PASSAGE SHOWN:

===============

Ambiguous genitalia

Norton Children’s Gynecology is the only practice in Kentucky, Louisville and Southern Indiana dedicated to pediatric gynecological care. Our board-certified physicians are trained to treat ambiguous genitalia with the sensitivity that children, teens and parents need.

Ambiguous genitalia is a rare condition in which a baby’s genitals don’t have the typical appearance of either a boy or a girl. The genitals may be incompletely developed, or a baby may have characteristics of both sexes.

A baby’s genetic sex is determined at conception based on the chromosome match between the father’s sperm and the mother’s egg.

A diagnosis of ambiguous genitalia may be stressful for your family. We will provide counseling that can help guide decisions about your baby’s gender and necessary treatment.

Ambiguous genitalia treatment

Our team of specialists will look for an underlying cause of your child’s condition. This will help guide treatment and decisions about your baby’s gender.

We’ll examine your baby’s external anatomy, internal anatomy, hormonal development and urinary functioning. Your child may receive a blood or urine test to help us understand your child’s hormones. An ultrasound may be performed to examine the internal reproductive organs. Other tests, such as an X-ray or endoscopy, may be necessary.

When the diagnosis is finalized, genital reconstruction may be planned and performed based on your child’s unique condition. The goal of treatment is long-term psychological and social well-being, as well as to enable sexual function and fertility to the greatest extent possible.

===============

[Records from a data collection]
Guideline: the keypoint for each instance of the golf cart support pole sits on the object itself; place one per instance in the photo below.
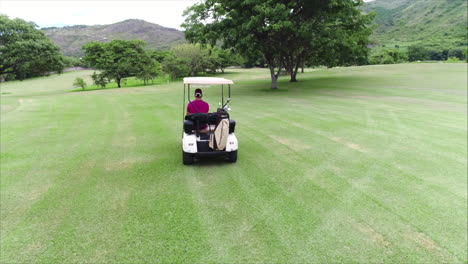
(183, 106)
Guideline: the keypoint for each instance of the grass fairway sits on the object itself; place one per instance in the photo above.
(352, 165)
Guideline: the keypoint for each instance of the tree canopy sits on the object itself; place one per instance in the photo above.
(286, 33)
(26, 51)
(119, 59)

===============

WHAT TO DO: According to the ambiguous genitalia page, what is an ultrasound used to examine?

YOUR SOLUTION: An ultrasound may be used to examine the internal reproductive organs.